# [Source text]
====================
Are you finding UBER useful in filling in the times between booked jobs? Business is a challenge here in Sydney (and everywhere I guess) - so having this extra income stream really helps. It's paying for decent family holidays for me


----------



## John (Apr 16, 2014)

Miscellaneous Items ($10.00)
Device Subscription - DX3LJEC7FML4 for the week of 2014-06-28, weekly until canceled
(10.00)
this is on my payment statement this week


----------



## LookyLou (Apr 28, 2014)

John said:


> Miscellaneous Items ($10.00)
> Device Subscription - DX3LJEC7FML4 for the week of 2014-06-28, weekly until canceled
> (10.00)
> this is on my payment statement this week


You lucky dog.


----------



## Nick Manning (May 3, 2014)

Sydney Uber said:


> Hi Nick,
> 
> Are you finding UBER useful in filling in the times between booked jobs? Business is a challenge here in Sydney (and everywhere I guess) - so having this extra income stream really helps. It's paying for decent family holidays for me


 Sorry about the ridiculously late response lol I use my "smartphone" to surf the Web while on downtime and I must have missed it. I actually only do Uber for now because I am relatively new to the industry and still leaning the ropes.


----------



## Sydney Uber (Apr 15, 2014)

That's a pretty good, to have one source provide all your needs. Are you getting at least one job per hour through them?


----------



## Nick Manning (May 3, 2014)

Sydney Uber said:


> That's a pretty good, to have one source provide all your needs. Are you getting at least one job per hour through them?


It's not bad for the time being. I wish I got 1 job an hour lol that would be awesome! I average about 8 trips in a 12 hour shift.


----------



## Sydney Uber (Apr 15, 2014)

Nick Manning said:


> It's not bad for the time being. I wish I got 1 job an hour lol that would be awesome! I average about 8 trips in a 12 hour shift.[/QUOT
> 
> Yeah that's about where we are at here. Not quite a job an hour in Black. But the averages are nice at around $35-$40 per job.
> 
> ...


----------



## Sydney Uber (Apr 15, 2014)

Nick Manning said:


> It's not bad for the time being. I wish I got 1 job an hour lol that would be awesome! I average about 8 trips in a 12 hour shift.
====================
# [Raw records]
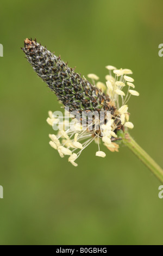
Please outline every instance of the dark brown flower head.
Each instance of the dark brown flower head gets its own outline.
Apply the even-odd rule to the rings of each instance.
[[[70,111],[111,111],[108,95],[82,77],[74,69],[36,40],[27,38],[22,48],[34,71]]]

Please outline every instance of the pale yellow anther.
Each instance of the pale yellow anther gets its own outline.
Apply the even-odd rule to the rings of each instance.
[[[129,128],[130,129],[133,129],[134,127],[133,124],[131,122],[126,122],[124,124],[124,126]]]
[[[127,84],[128,86],[130,86],[131,87],[133,87],[133,88],[135,88],[135,86],[133,83],[130,83],[129,82],[127,82]]]
[[[113,88],[112,88],[112,86],[111,84],[111,82],[109,81],[108,81],[106,82],[106,86],[107,86],[108,88],[111,91],[112,91]]]
[[[100,89],[102,92],[104,92],[106,89],[106,86],[104,83],[102,82],[97,82],[96,83],[96,87]]]
[[[125,114],[122,114],[121,115],[121,121],[122,125],[124,125],[125,123]]]
[[[125,119],[127,122],[128,122],[129,120],[129,114],[126,113],[125,114]]]
[[[53,141],[49,141],[49,144],[50,144],[52,148],[53,148],[54,149],[57,149],[57,145],[56,145],[56,144],[55,143],[55,142],[54,142]]]
[[[125,93],[121,90],[117,89],[115,92],[118,95],[125,96]]]
[[[70,156],[71,155],[72,155],[71,151],[63,146],[59,147],[58,150],[60,150],[60,152],[65,155]]]
[[[120,108],[119,108],[118,112],[121,114],[124,114],[125,113],[127,112],[128,109],[128,107],[127,105],[123,105],[123,106],[122,106],[122,107],[120,107]]]
[[[130,82],[131,83],[134,82],[134,79],[132,78],[132,77],[130,77],[130,76],[124,76],[123,77],[127,82]]]
[[[133,71],[130,69],[123,69],[124,75],[130,75],[133,74]]]
[[[49,134],[49,137],[52,139],[52,141],[55,142],[58,147],[60,145],[60,143],[59,140],[54,134]]]
[[[114,143],[110,144],[109,145],[107,144],[105,145],[105,146],[107,147],[107,148],[109,149],[115,149],[115,145],[114,145]]]
[[[117,69],[116,70],[113,70],[113,72],[117,76],[122,76],[123,75],[123,69]]]
[[[58,152],[59,153],[59,155],[61,157],[64,157],[64,154],[61,152],[61,149],[60,148],[58,148]]]
[[[108,136],[104,136],[102,137],[102,141],[107,145],[111,143],[111,139]]]
[[[75,154],[75,153],[73,153],[71,156],[70,156],[70,157],[68,158],[68,161],[69,162],[71,162],[72,161],[75,161],[75,160],[76,159],[76,158],[77,157],[77,154]]]
[[[73,143],[73,145],[77,148],[82,149],[83,148],[83,147],[82,146],[82,144],[80,143],[80,142],[78,141],[75,141]]]
[[[96,153],[96,156],[101,156],[101,157],[105,157],[106,156],[106,154],[103,151],[97,151]]]
[[[89,74],[87,76],[89,78],[93,79],[93,80],[98,80],[99,77],[95,74]]]
[[[114,137],[115,138],[117,138],[117,135],[112,131],[110,131],[110,135]]]
[[[115,69],[117,69],[117,68],[115,68],[115,66],[111,66],[110,65],[108,65],[108,66],[106,66],[105,68],[106,68],[106,69],[108,69],[108,70],[114,70]]]
[[[115,82],[115,78],[113,77],[113,76],[110,76],[110,75],[106,75],[105,77],[106,81],[109,81],[111,83]]]
[[[125,83],[123,83],[123,82],[121,82],[121,81],[117,81],[117,82],[116,82],[115,84],[117,86],[121,86],[122,87],[124,87],[124,86],[126,86]]]
[[[46,119],[46,121],[49,125],[52,126],[54,123],[57,124],[58,123],[59,119],[58,118],[50,118],[49,117],[48,117]]]
[[[66,132],[65,132],[65,131],[64,131],[64,130],[62,130],[62,131],[61,131],[61,134],[62,136],[64,136],[66,139],[68,139],[69,138],[69,137],[67,135],[67,134],[66,133]]]
[[[50,118],[53,118],[53,112],[52,111],[48,111],[48,115],[49,115],[49,117]]]
[[[139,96],[139,93],[136,90],[129,90],[129,92],[132,95],[134,96]]]
[[[74,141],[76,141],[76,142],[77,141],[77,138],[78,138],[78,135],[79,135],[78,133],[76,133],[76,134],[75,134],[75,136],[74,136]]]

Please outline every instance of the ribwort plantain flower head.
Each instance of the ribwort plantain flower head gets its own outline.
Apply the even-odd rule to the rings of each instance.
[[[118,131],[133,129],[127,105],[131,95],[139,96],[133,89],[134,79],[127,69],[106,66],[105,83],[95,74],[82,77],[36,40],[26,39],[22,48],[34,71],[45,82],[65,108],[65,115],[49,112],[47,123],[57,131],[50,134],[49,144],[61,157],[69,156],[74,166],[82,151],[94,141],[97,156],[106,154],[100,150],[103,143],[111,151],[118,151]]]

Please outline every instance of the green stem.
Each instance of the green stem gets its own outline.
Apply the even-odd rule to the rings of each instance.
[[[128,133],[124,133],[122,142],[148,167],[163,184],[162,169],[136,143]]]

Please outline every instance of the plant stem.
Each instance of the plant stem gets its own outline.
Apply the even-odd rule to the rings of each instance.
[[[148,167],[163,184],[162,169],[138,145],[128,133],[124,133],[122,142]]]

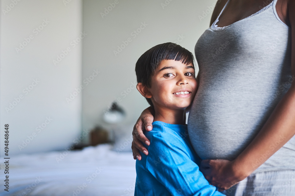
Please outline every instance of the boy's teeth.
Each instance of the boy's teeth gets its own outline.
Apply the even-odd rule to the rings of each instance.
[[[188,94],[189,93],[188,91],[185,91],[184,92],[183,91],[181,91],[181,92],[178,92],[177,93],[175,93],[175,94],[176,95],[180,95],[180,94],[184,95],[185,94]]]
====================
# [What this task involves]
Carry on the forum thread about driving for Uber in Sydney from the point where it ends.

# [Result]
These past 2 weeks are school holidays, big downturn of work here, coldest part of our mild winter, but enough to scare people away and others stay indoors ordering Pizza.

So last night I set up my stuff to do some paperwork and for the 2 jobs I got, I waited 4 hrs. Real heartbreaking stuff.

I've given my drivers my only bookings, Gonna stay home and clean out the garage today.


----------



## haji (Jul 17, 2014)

dp3 said:


> In San Diego, the split is 80/20. I got a statement today, and it looks like they charged me 23% commission rather than the regular 20%. Has anyone else experienced this? I don't drive much, so the difference was only $6.40, but if this was a big week this difference is significant.
> 
> I e-mailed them, and am waiting to hear back.


soon they will change commission to 30% unless you complete 100 trips per week.


----------



## LuLu (Jun 27, 2014)

haji said:


> soon they will change commission to 30% unless you complete 100 trips per week.


What...?


----------



## AMBUDRIVER03 (Jul 1, 2014)

LuLu said:


> What...?


I believe he is opining about the state of affairs regarding commissions... And how Uber likes to change them on a whim


----------



## Ok321jump (Jul 17, 2014)

dp3 said:


> In San Diego, the split is 80/20. I got a statement today, and it looks like they charged me 23% commission rather than the regular 20%. Has anyone else experienced this? I don't drive much, so the difference was only $6.40, but if this was a big week this difference is significant.
> 
> I e-mailed them, and am waiting to hear back.


Yes, SF Bay area equates out to about 28% now.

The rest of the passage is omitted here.